▸ EXERCISE BRIEF: Render every one of the entries below as a Markdown table with two columns, Row and Line. Give each line its own row with a running number, and leave out blank lines.

▸ GIVEN DATA:
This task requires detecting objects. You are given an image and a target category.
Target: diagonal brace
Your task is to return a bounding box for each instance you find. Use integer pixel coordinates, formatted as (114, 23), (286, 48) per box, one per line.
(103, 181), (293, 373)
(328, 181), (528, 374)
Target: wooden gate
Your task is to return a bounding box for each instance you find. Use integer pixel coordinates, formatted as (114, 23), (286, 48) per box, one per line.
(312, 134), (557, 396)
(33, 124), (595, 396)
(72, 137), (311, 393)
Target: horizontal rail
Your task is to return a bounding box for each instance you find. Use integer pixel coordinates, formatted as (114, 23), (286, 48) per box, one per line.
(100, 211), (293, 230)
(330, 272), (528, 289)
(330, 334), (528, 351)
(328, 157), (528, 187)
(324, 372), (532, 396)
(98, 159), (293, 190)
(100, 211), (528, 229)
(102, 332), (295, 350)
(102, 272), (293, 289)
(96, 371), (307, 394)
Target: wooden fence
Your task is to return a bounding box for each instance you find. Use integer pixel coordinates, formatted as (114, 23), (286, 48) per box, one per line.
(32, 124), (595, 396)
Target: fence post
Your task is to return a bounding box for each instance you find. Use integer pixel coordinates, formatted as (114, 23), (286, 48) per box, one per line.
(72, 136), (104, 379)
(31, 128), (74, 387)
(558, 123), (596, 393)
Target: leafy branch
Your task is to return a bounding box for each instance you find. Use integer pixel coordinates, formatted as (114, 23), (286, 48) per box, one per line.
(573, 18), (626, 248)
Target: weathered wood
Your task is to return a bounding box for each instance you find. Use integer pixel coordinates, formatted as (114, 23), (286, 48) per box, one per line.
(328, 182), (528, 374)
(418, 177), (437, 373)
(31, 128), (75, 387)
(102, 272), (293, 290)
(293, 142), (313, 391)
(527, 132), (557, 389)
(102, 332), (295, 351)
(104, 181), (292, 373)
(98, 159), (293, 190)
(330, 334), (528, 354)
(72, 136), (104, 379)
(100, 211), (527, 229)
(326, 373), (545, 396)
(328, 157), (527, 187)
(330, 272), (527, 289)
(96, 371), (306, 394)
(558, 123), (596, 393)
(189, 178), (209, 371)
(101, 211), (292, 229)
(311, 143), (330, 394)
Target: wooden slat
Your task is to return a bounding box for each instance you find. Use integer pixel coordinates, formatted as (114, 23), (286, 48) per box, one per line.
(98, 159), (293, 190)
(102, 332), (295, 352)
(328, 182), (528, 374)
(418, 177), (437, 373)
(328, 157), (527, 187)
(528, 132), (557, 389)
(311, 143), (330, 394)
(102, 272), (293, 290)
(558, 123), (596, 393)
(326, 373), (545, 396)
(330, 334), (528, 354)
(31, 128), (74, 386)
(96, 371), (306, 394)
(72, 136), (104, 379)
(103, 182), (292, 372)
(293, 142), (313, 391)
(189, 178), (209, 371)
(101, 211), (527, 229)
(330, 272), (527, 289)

▸ EXERCISE SOLUTION:
| Row | Line |
|---|---|
| 1 | This task requires detecting objects. You are given an image and a target category. |
| 2 | Target: diagonal brace |
| 3 | Your task is to return a bounding box for each instance you find. Use integer pixel coordinates, formatted as (114, 23), (286, 48) per box, one per line. |
| 4 | (103, 181), (293, 373) |
| 5 | (328, 181), (528, 374) |
| 6 | Target: wooden gate |
| 7 | Your task is to return a bounding box for each instance you find. Use integer pixel coordinates, formatted as (114, 23), (286, 48) per box, one per line. |
| 8 | (312, 134), (557, 396) |
| 9 | (33, 124), (595, 396) |
| 10 | (72, 137), (311, 393) |
| 11 | Target: horizontal rail |
| 12 | Your task is to return a bounding box for each instance you find. Use integer pixel coordinates, formatted as (114, 23), (286, 48) per box, one per line. |
| 13 | (100, 211), (293, 230) |
| 14 | (330, 272), (528, 289) |
| 15 | (330, 334), (528, 351) |
| 16 | (328, 157), (528, 187) |
| 17 | (324, 372), (532, 396) |
| 18 | (98, 159), (293, 190) |
| 19 | (100, 211), (528, 229) |
| 20 | (102, 332), (295, 350) |
| 21 | (102, 272), (293, 289) |
| 22 | (96, 371), (307, 394) |
| 23 | Target: wooden fence |
| 24 | Your task is to return a bounding box for each instance you find. Use integer pixel coordinates, formatted as (114, 23), (286, 48) per box, one per line. |
| 25 | (32, 124), (595, 396) |
| 26 | Target: fence post |
| 27 | Your task is to return a bounding box for each instance you find. Use integer pixel coordinates, formatted as (114, 23), (286, 48) per box, one per line. |
| 28 | (72, 136), (104, 379) |
| 29 | (31, 128), (74, 387) |
| 30 | (558, 123), (596, 393) |
| 31 | Target: leafy branch |
| 32 | Your task is to return a bounding box for each instance you find. Use integer pixel coordinates, formatted as (114, 23), (286, 48) per box, one per line. |
| 33 | (573, 18), (626, 248) |
| 34 | Target: weathered wood |
| 35 | Your task is to return a bounding box for each instance you find. Use integer pixel coordinates, formatted as (114, 23), (286, 48) per box, one per line. |
| 36 | (328, 182), (528, 374) |
| 37 | (418, 177), (437, 373) |
| 38 | (31, 128), (75, 387) |
| 39 | (102, 272), (293, 290) |
| 40 | (293, 142), (313, 391) |
| 41 | (527, 132), (557, 389) |
| 42 | (102, 332), (295, 351) |
| 43 | (104, 181), (292, 373) |
| 44 | (98, 159), (293, 190) |
| 45 | (330, 334), (528, 354) |
| 46 | (72, 136), (104, 379) |
| 47 | (100, 211), (527, 229) |
| 48 | (326, 373), (545, 396) |
| 49 | (328, 157), (527, 187) |
| 50 | (330, 272), (527, 289) |
| 51 | (96, 371), (306, 394) |
| 52 | (558, 123), (596, 393) |
| 53 | (189, 178), (209, 371) |
| 54 | (101, 211), (292, 229) |
| 55 | (311, 143), (330, 394) |
| 56 | Target: wooden slat |
| 57 | Your task is to return a bounding box for each instance you find. Use integer pixel coordinates, formatted as (114, 23), (286, 48) per box, one per line. |
| 58 | (98, 159), (293, 190) |
| 59 | (102, 332), (295, 352) |
| 60 | (328, 182), (528, 374) |
| 61 | (418, 177), (437, 373) |
| 62 | (328, 157), (527, 187) |
| 63 | (528, 132), (557, 389) |
| 64 | (311, 143), (330, 394) |
| 65 | (102, 272), (293, 290) |
| 66 | (558, 123), (596, 393) |
| 67 | (326, 373), (545, 396) |
| 68 | (330, 334), (528, 354) |
| 69 | (31, 128), (74, 386) |
| 70 | (96, 371), (306, 394) |
| 71 | (72, 136), (104, 379) |
| 72 | (103, 182), (292, 372) |
| 73 | (293, 142), (313, 391) |
| 74 | (189, 178), (209, 371) |
| 75 | (101, 211), (527, 229) |
| 76 | (330, 272), (527, 289) |